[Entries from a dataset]
.....
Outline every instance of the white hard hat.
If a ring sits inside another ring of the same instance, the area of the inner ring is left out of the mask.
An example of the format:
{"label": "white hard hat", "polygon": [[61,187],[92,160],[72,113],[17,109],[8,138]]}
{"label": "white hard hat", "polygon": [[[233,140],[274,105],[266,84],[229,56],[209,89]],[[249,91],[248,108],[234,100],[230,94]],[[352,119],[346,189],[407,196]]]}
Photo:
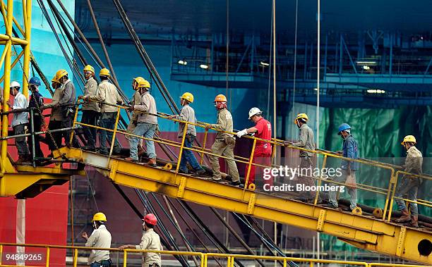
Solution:
{"label": "white hard hat", "polygon": [[21,85],[19,84],[18,82],[17,81],[13,81],[12,82],[11,82],[11,85],[9,86],[9,87],[12,88],[12,87],[21,87]]}
{"label": "white hard hat", "polygon": [[257,114],[261,115],[263,111],[261,111],[261,110],[258,108],[253,107],[251,108],[251,110],[249,111],[249,120],[251,119],[251,118],[252,118],[253,116]]}

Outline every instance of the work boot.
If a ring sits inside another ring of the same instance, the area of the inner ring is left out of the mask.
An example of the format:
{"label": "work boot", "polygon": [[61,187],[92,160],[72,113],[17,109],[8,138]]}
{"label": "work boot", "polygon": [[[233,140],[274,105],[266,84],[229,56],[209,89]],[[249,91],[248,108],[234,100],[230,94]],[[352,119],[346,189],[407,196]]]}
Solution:
{"label": "work boot", "polygon": [[396,223],[407,223],[411,221],[411,216],[409,216],[409,213],[408,212],[408,209],[405,209],[402,211],[402,215],[400,218],[395,220]]}
{"label": "work boot", "polygon": [[126,158],[124,160],[125,161],[128,161],[136,162],[136,163],[139,162],[139,161],[138,159],[132,159],[131,157]]}
{"label": "work boot", "polygon": [[409,225],[411,227],[415,227],[416,228],[419,228],[419,216],[418,215],[412,216],[411,223],[409,223]]}
{"label": "work boot", "polygon": [[148,160],[148,161],[147,161],[145,163],[144,163],[144,165],[146,165],[146,166],[150,166],[150,167],[156,167],[157,166],[157,164],[156,164],[156,159],[150,159]]}

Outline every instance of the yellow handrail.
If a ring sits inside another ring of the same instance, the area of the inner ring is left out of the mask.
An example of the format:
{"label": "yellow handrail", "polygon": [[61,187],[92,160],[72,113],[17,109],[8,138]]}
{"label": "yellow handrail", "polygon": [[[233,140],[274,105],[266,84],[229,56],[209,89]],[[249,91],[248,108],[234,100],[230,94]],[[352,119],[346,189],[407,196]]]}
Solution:
{"label": "yellow handrail", "polygon": [[[61,245],[49,245],[49,244],[18,244],[18,243],[3,243],[0,242],[0,255],[3,250],[3,247],[40,247],[47,249],[47,259],[46,259],[46,267],[49,266],[49,252],[52,249],[71,249],[73,251],[73,266],[76,267],[78,261],[78,251],[84,250],[104,250],[109,252],[121,252],[122,250],[115,248],[99,248],[99,247],[78,247],[78,246],[61,246]],[[203,253],[203,252],[178,252],[178,251],[159,251],[159,250],[148,250],[148,249],[126,249],[123,250],[123,266],[127,267],[127,258],[129,254],[141,254],[147,252],[157,253],[163,255],[184,255],[184,256],[199,256],[200,259],[200,267],[207,267],[208,262],[208,257],[212,258],[226,258],[227,263],[227,266],[233,267],[235,259],[249,259],[249,260],[264,260],[264,261],[283,261],[284,266],[287,266],[287,261],[292,261],[296,263],[309,263],[309,266],[313,266],[313,263],[334,263],[334,264],[343,264],[343,265],[351,265],[351,266],[359,266],[365,267],[373,267],[373,266],[383,266],[383,267],[424,267],[421,265],[411,265],[411,264],[395,264],[395,263],[368,263],[364,261],[340,261],[340,260],[330,260],[330,259],[306,259],[306,258],[296,258],[296,257],[286,257],[286,256],[258,256],[258,255],[244,255],[244,254],[224,254],[224,253]],[[0,261],[1,258],[0,257]],[[14,265],[3,264],[0,261],[0,267],[12,267]],[[23,266],[25,267],[30,267],[29,266]]]}

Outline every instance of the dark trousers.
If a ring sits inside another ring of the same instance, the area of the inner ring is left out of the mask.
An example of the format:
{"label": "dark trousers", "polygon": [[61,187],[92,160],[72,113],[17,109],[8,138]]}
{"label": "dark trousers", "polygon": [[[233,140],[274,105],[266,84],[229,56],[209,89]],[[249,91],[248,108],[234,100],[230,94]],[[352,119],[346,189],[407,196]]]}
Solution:
{"label": "dark trousers", "polygon": [[[95,125],[97,123],[100,113],[95,111],[83,111],[83,117],[81,123],[88,124],[89,125]],[[96,144],[96,132],[97,129],[92,127],[83,126],[84,135],[87,139],[87,145],[88,147],[95,147]]]}
{"label": "dark trousers", "polygon": [[[31,118],[30,118],[31,119]],[[33,115],[33,130],[35,132],[40,132],[42,130],[42,125],[43,117],[38,115]],[[29,126],[30,130],[31,131],[31,125]],[[43,158],[44,154],[40,149],[40,135],[35,135],[35,157]],[[33,157],[33,142],[32,141],[32,137],[29,136],[27,139],[28,142],[28,149],[30,149],[30,155]]]}
{"label": "dark trousers", "polygon": [[[49,120],[48,129],[50,130],[61,129],[61,120]],[[49,150],[53,151],[57,148],[61,147],[62,136],[63,134],[61,132],[51,132],[51,134],[47,132],[45,134],[45,139],[47,140],[47,144],[48,144],[49,147]]]}
{"label": "dark trousers", "polygon": [[[61,121],[61,128],[67,128],[72,127],[72,124],[73,123],[73,116],[75,115],[75,111],[69,112],[67,116],[65,116],[64,120]],[[63,137],[64,137],[64,142],[66,145],[68,145],[69,142],[71,140],[71,135],[72,135],[72,130],[68,130],[67,131],[64,131],[62,132]],[[72,138],[72,147],[80,147],[80,143],[78,142],[78,139],[76,138],[76,135],[73,135],[73,137]]]}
.....
Given exercise:
Please put every line of the rows above into a numbered list, skipping blank lines and leaving out the pictures.

Result:
1. Outline every instance of the white hard hat.
2. If a ring sits inside another ring of the same instance, the area of the inner ring is left out of the mask.
3. An example of the format:
4. {"label": "white hard hat", "polygon": [[61,187],[92,160],[72,113],[17,109],[8,138]]}
5. {"label": "white hard hat", "polygon": [[[233,140],[274,105],[266,84],[229,56],[209,89]],[[249,91],[248,108],[234,100],[230,94]],[[352,119],[346,189],[407,196]]]}
6. Photo:
7. Solution:
8. {"label": "white hard hat", "polygon": [[21,85],[19,84],[18,82],[17,81],[13,81],[12,82],[11,82],[11,85],[9,86],[9,87],[12,88],[12,87],[21,87]]}
9. {"label": "white hard hat", "polygon": [[257,114],[261,115],[263,111],[261,111],[261,110],[258,108],[253,107],[251,108],[251,110],[249,111],[249,120],[251,119],[251,118],[252,118],[253,116]]}
10. Outline every instance of the work boot.
11. If a ring sits inside another ring of the same instance, the area of the inner ring is left out of the mask.
12. An example of the format:
13. {"label": "work boot", "polygon": [[61,187],[92,160],[72,113],[17,109],[8,138]]}
14. {"label": "work boot", "polygon": [[[233,140],[274,105],[266,84],[229,56],[209,89]],[[249,91],[248,108],[234,100],[230,94]],[[352,119],[346,189],[407,196]]]}
15. Solution:
16. {"label": "work boot", "polygon": [[396,223],[407,223],[411,221],[411,216],[409,216],[409,213],[408,212],[408,209],[405,209],[402,211],[402,215],[400,218],[395,220]]}
17. {"label": "work boot", "polygon": [[126,158],[124,160],[125,161],[128,161],[136,162],[136,163],[139,162],[139,161],[138,159],[132,159],[131,157]]}
18. {"label": "work boot", "polygon": [[409,225],[411,227],[415,227],[416,228],[419,228],[419,216],[418,215],[412,216],[411,223],[409,223]]}
19. {"label": "work boot", "polygon": [[148,160],[148,161],[147,161],[145,163],[144,163],[144,165],[146,165],[146,166],[150,166],[150,167],[156,167],[157,166],[157,164],[156,164],[156,159],[150,159]]}
20. Outline every instance of the yellow handrail.
21. If a ring sits inside another ring of the same instance, the area of the inner ring is left out of the mask.
22. An example of the format:
23. {"label": "yellow handrail", "polygon": [[61,187],[92,160],[72,113],[17,109],[8,138]]}
24. {"label": "yellow handrail", "polygon": [[[233,140],[274,105],[266,84],[229,56],[209,89]],[[249,91],[248,108],[234,100],[230,94]],[[352,119],[346,189],[407,196]]]}
25. Solution:
26. {"label": "yellow handrail", "polygon": [[[61,245],[49,245],[49,244],[18,244],[18,243],[3,243],[0,242],[0,255],[3,250],[3,247],[40,247],[47,249],[47,259],[46,259],[46,267],[49,266],[49,252],[52,249],[71,249],[73,251],[73,266],[76,267],[78,261],[78,251],[84,250],[104,250],[109,252],[121,252],[122,250],[115,248],[99,248],[99,247],[78,247],[78,246],[61,246]],[[203,253],[203,252],[178,252],[178,251],[159,251],[159,250],[148,250],[148,249],[126,249],[123,250],[123,266],[127,267],[127,258],[129,254],[141,254],[147,252],[157,253],[163,255],[184,255],[184,256],[199,256],[200,259],[200,267],[207,267],[208,262],[208,257],[212,258],[226,258],[227,263],[227,266],[233,267],[235,259],[249,259],[249,260],[264,260],[264,261],[283,261],[284,266],[287,266],[287,261],[292,261],[296,263],[309,263],[309,266],[313,266],[313,263],[334,263],[334,264],[343,264],[343,265],[351,265],[351,266],[359,266],[365,267],[373,267],[373,266],[383,266],[383,267],[424,267],[421,265],[411,265],[411,264],[395,264],[395,263],[368,263],[364,261],[340,261],[340,260],[330,260],[330,259],[306,259],[306,258],[296,258],[296,257],[286,257],[286,256],[258,256],[258,255],[244,255],[244,254],[224,254],[224,253]],[[0,261],[1,258],[0,257]],[[14,265],[3,264],[0,261],[0,267],[12,267]],[[23,266],[25,267],[30,267],[29,266]]]}
27. Outline every instance of the dark trousers.
28. If a ring sits inside another ring of the same instance, the area of the inner ring is left out of the mask.
29. An example of the format:
30. {"label": "dark trousers", "polygon": [[61,187],[92,160],[72,113],[17,109],[8,138]]}
31. {"label": "dark trousers", "polygon": [[[233,140],[274,105],[266,84],[229,56],[209,89]],[[249,91],[248,108],[234,100],[230,94]],[[352,119],[346,189],[407,196]]]}
32. Solution:
33. {"label": "dark trousers", "polygon": [[[95,125],[97,123],[100,113],[95,111],[83,111],[83,117],[81,123],[88,124],[89,125]],[[96,144],[96,132],[97,129],[92,127],[83,126],[84,135],[87,139],[87,145],[88,147],[95,147]]]}
34. {"label": "dark trousers", "polygon": [[[31,118],[30,118],[31,119]],[[33,115],[33,130],[35,132],[40,132],[42,130],[42,125],[43,117],[38,115]],[[29,126],[30,130],[31,131],[31,125]],[[43,158],[44,154],[40,149],[40,135],[35,135],[35,157]],[[33,157],[33,142],[32,141],[32,137],[29,136],[27,139],[28,142],[28,149],[30,149],[30,155]]]}
35. {"label": "dark trousers", "polygon": [[[49,120],[48,129],[50,130],[61,129],[61,120]],[[49,150],[53,151],[57,148],[61,147],[62,136],[63,134],[61,132],[51,132],[51,134],[47,132],[45,134],[45,139],[47,140],[47,144],[48,144],[49,147]]]}
36. {"label": "dark trousers", "polygon": [[[61,121],[61,128],[67,128],[72,127],[72,124],[73,123],[73,116],[75,115],[75,111],[69,112],[67,116],[65,116],[64,120]],[[63,137],[64,137],[64,142],[66,145],[68,145],[69,142],[71,140],[71,135],[72,135],[72,130],[68,130],[67,131],[64,131],[62,132]],[[72,138],[72,147],[80,147],[80,143],[78,142],[78,139],[76,138],[76,135],[73,135],[73,137]]]}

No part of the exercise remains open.